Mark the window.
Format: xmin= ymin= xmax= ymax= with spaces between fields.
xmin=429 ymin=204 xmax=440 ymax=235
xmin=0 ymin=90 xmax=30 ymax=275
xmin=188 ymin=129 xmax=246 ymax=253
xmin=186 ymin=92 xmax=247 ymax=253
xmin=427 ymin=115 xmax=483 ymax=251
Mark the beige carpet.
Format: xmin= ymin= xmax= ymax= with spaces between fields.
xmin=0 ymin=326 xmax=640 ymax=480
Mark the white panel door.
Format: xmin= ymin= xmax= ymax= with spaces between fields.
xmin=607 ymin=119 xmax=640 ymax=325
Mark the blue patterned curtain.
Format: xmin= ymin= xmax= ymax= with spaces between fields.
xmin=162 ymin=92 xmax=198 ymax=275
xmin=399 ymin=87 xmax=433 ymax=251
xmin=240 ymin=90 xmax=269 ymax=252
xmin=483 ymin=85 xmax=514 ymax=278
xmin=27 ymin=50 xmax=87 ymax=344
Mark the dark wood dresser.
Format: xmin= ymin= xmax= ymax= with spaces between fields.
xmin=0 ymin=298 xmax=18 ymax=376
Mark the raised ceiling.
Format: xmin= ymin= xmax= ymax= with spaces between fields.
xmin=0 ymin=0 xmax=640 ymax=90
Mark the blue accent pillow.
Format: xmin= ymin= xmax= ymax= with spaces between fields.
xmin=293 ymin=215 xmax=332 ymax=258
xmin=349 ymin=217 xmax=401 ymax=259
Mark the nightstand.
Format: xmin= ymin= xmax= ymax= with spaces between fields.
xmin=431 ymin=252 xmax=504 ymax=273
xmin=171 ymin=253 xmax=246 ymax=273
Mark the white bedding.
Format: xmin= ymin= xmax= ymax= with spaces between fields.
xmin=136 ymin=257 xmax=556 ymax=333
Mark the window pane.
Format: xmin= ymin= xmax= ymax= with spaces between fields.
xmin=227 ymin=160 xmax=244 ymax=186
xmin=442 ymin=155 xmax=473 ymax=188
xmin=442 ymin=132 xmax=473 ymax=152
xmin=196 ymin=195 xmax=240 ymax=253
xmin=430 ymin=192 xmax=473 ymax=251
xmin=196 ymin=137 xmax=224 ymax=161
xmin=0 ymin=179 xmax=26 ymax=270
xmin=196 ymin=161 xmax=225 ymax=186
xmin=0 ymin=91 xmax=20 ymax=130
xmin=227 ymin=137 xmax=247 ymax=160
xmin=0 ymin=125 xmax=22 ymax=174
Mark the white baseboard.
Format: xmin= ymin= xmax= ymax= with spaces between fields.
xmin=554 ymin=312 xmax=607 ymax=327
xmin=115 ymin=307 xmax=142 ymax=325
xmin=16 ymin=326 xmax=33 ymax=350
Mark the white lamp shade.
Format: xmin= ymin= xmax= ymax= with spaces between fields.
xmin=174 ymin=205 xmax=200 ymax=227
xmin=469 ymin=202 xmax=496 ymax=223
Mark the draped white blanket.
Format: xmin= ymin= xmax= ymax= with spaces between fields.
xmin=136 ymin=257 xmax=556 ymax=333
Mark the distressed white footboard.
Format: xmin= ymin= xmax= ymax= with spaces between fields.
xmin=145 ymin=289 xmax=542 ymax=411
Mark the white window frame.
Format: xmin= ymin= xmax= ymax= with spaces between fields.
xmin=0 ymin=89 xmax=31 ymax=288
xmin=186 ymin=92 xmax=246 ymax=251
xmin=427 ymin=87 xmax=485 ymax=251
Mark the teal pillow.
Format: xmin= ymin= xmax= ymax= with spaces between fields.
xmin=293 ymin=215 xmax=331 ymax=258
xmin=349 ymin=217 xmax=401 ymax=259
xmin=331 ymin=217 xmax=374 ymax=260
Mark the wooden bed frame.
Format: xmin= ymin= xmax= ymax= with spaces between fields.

DIRECTION:
Repeat all of the rows above, switching each occurrence of "Mark" to "Locate" and keeping every other character the same.

RESULT OF THE TASK:
Locate the window.
Format: xmin= ymin= xmax= ymax= with spaces between fields.
xmin=429 ymin=204 xmax=440 ymax=235
xmin=0 ymin=90 xmax=30 ymax=275
xmin=188 ymin=129 xmax=246 ymax=253
xmin=186 ymin=92 xmax=247 ymax=253
xmin=427 ymin=115 xmax=483 ymax=251
Locate the beige carpet.
Format: xmin= ymin= xmax= ymax= with spaces between fields.
xmin=0 ymin=326 xmax=640 ymax=480
Locate the white panel door.
Format: xmin= ymin= xmax= ymax= with spaces between fields.
xmin=607 ymin=119 xmax=640 ymax=325
Locate the blue patterned curtain.
Format: xmin= ymin= xmax= ymax= with spaces between fields.
xmin=162 ymin=92 xmax=198 ymax=275
xmin=399 ymin=87 xmax=433 ymax=251
xmin=240 ymin=90 xmax=269 ymax=252
xmin=483 ymin=85 xmax=514 ymax=278
xmin=27 ymin=50 xmax=87 ymax=344
Locate the dark wood dresser.
Format: xmin= ymin= xmax= ymax= with spaces between fields.
xmin=0 ymin=298 xmax=18 ymax=376
Locate the raised ceiling.
Format: xmin= ymin= xmax= ymax= with spaces between fields.
xmin=0 ymin=0 xmax=640 ymax=90
Locate the blue accent pillow.
Format: xmin= ymin= xmax= ymax= with spaces between fields.
xmin=293 ymin=215 xmax=332 ymax=258
xmin=349 ymin=217 xmax=401 ymax=259
Locate the nightstand.
Format: xmin= ymin= xmax= ymax= with spaces between fields.
xmin=431 ymin=252 xmax=504 ymax=273
xmin=171 ymin=253 xmax=246 ymax=273
Locate the white bedding.
Format: xmin= ymin= xmax= ymax= with spaces between fields.
xmin=136 ymin=257 xmax=556 ymax=333
Locate the window pane.
Format: xmin= ymin= xmax= ymax= with spaces between fields.
xmin=227 ymin=160 xmax=244 ymax=186
xmin=442 ymin=155 xmax=473 ymax=188
xmin=442 ymin=132 xmax=473 ymax=152
xmin=196 ymin=195 xmax=240 ymax=253
xmin=430 ymin=192 xmax=473 ymax=251
xmin=196 ymin=137 xmax=224 ymax=161
xmin=0 ymin=179 xmax=26 ymax=270
xmin=196 ymin=161 xmax=225 ymax=186
xmin=0 ymin=91 xmax=20 ymax=130
xmin=227 ymin=137 xmax=247 ymax=160
xmin=0 ymin=125 xmax=22 ymax=174
Locate the white baseboard.
Format: xmin= ymin= xmax= ymax= with spaces between fields.
xmin=554 ymin=312 xmax=607 ymax=327
xmin=115 ymin=307 xmax=142 ymax=325
xmin=16 ymin=326 xmax=33 ymax=350
Locate the white lamp shade.
Format: xmin= ymin= xmax= ymax= with spaces between fields.
xmin=174 ymin=205 xmax=200 ymax=227
xmin=469 ymin=202 xmax=496 ymax=223
Locate the draped white blanket.
Format: xmin= ymin= xmax= ymax= with spaces between fields.
xmin=136 ymin=257 xmax=556 ymax=333
Locate the distressed white footboard.
Format: xmin= ymin= xmax= ymax= with spaces between fields.
xmin=145 ymin=289 xmax=542 ymax=411
Locate the white window frame.
Format: xmin= ymin= xmax= ymax= with spaces between fields.
xmin=0 ymin=89 xmax=31 ymax=288
xmin=186 ymin=92 xmax=246 ymax=251
xmin=427 ymin=87 xmax=485 ymax=251
Locate the teal pillow.
Format: xmin= ymin= xmax= ymax= with spaces between fields.
xmin=293 ymin=215 xmax=331 ymax=258
xmin=349 ymin=217 xmax=401 ymax=259
xmin=331 ymin=217 xmax=374 ymax=260
Locate the wooden bed frame.
Format: xmin= ymin= xmax= ymax= with spaces between fields.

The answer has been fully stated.